- PASSAGE GIVEN
A home-made portable microscope

by Wan Yu (aged 15), Chongqing, China


Many Chinese amateur microscopists couldn't afford a real microscope (e.g. in 1970). So, they often designed a small portable microscope and made a microscope for themselves. These were very easy to make and use and could be taken in the open air. Today, I also like to make them and I can make many different magnifications, even up to 200x and 330x.

If you would like to make one, it will take you a whole afternoon. The materials required are as follows:

A plastic bottle with a threaded cap.

Some glass fibre. If you don't have any, this can be made by heating the middle of a glass rod in a flame until it softens, then pull it to make a thin fibre.

Circular discs of thick card (see image right).


(1) Remove the bottom of the bottle and cut a hole in its side at the base to allow light to enter. Support a small mirror in the bottle so that it can rotate. Then, drill a hole in the bottle cap in line with the mirror so that light can illuminate the subject.

(2) Make the lens of the microscope; this is the most important step. You must be very careful or let a glassblower help you.

Hold the glass fibre to the flame and you will see the end fuse to form a small glass bead. Stop heating it at this point. Then detach the glass bead but leave a short glass thread attached (shown right). You will use the thread to hold the bead until it is mounted.

( 3 ) Use a needle to make a small hole in the thick card. Clean the lens, then push the lens tightly into the hole so that the thread lies along the card and is out of the field of view (see image right). Use a little glue on the thread away from the bead to hold it in place. You can mount many lenses in the card like this. Then centrally mount the card on a suitable support attached to the bottle (see above), so that you can rotate it easily and find the best lens magnification to observe the subject. OK, now you are finished!

- DATA
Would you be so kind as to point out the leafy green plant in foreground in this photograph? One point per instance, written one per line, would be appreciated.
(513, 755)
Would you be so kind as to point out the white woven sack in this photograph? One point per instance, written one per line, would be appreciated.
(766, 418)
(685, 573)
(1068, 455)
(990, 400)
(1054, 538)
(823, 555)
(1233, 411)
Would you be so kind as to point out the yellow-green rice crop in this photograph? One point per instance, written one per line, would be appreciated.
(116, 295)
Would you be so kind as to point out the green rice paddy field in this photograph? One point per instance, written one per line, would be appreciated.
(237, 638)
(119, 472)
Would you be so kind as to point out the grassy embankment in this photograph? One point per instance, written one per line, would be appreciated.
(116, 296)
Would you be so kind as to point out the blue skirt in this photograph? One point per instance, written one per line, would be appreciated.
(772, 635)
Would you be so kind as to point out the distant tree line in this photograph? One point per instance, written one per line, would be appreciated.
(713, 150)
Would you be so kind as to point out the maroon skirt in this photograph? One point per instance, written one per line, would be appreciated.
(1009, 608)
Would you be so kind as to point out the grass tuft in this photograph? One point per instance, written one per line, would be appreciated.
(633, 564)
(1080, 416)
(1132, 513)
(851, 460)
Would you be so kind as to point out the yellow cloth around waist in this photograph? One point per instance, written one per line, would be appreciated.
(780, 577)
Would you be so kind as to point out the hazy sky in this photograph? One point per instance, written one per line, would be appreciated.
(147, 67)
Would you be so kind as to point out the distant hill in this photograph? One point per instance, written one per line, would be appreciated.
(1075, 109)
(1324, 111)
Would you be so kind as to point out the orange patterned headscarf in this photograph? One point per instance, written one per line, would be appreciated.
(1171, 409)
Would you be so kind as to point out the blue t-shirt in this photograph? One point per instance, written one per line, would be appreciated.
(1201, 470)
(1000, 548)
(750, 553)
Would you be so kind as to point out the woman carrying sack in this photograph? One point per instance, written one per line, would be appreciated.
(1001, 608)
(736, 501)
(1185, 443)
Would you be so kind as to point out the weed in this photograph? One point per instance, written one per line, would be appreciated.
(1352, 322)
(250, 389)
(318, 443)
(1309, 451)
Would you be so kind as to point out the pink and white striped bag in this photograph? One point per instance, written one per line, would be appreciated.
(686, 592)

- JOB A
Copy the part of the home-made microscope article between "A plastic bottle" and "a thin fibre.", inclusive.
- JOB B
Answer these from the home-made microscope article:
(i) What are the two highest magnifications the writer says they can make?
(ii) How long does the article say it takes to make one?
(iii) What tool is used to make a small hole in the thick card?
- JOB C
Pick up the home-made microscope article after its last sentence and keep writing it.

- TASK OUTPUT A
A plastic bottle with a threaded cap.

Some glass fibre. If you don't have any, this can be made by heating the middle of a glass rod in a flame until it softens, then pull it to make a thin fibre.

- TASK OUTPUT B
(i) 200x and 330x
(ii) A whole afternoon
(iii) A needle

- TASK OUTPUT C
In Use

Lay the specimen across the hole in the cap beneath the lens. Twist the threaded bottle cap to focus and observe. Maybe you will find that the specimen and lid will turn together. You can avoid this by laying the specimen on one or more shaped card supports held above the cap. (Editor's note: or perhaps use a glass microscope slide to support the subject.)

The microscope can be taken everywhere and is very easy to use. You can make a microscope like this or perhaps improve on it. Microscopes of this design can be made just 4cm tall.

To compute the lens magnifications: Use the formula : Magnification = 250mm / 0.75 * lens diameter. Or : Magnification = 330mm / lens diameter.

Comments to Wan Yu welcomed.

Editor's note: we were delighted to hear from a young amateur microscopist living in China. Wan Yu tells us that he has a good microscope with magnifications from 50x to 700x. He enjoys studying freshwater algae and protozoa from pools, rivers, lakes, the city gutters and the eaves of houses. Sometimes he observes insects or microfossils and likes taking photo's with his microscope. Wan Yu also likes to make small practical microscopes to take in the open air. One of these designs he has kindly shared above with Micscape readers.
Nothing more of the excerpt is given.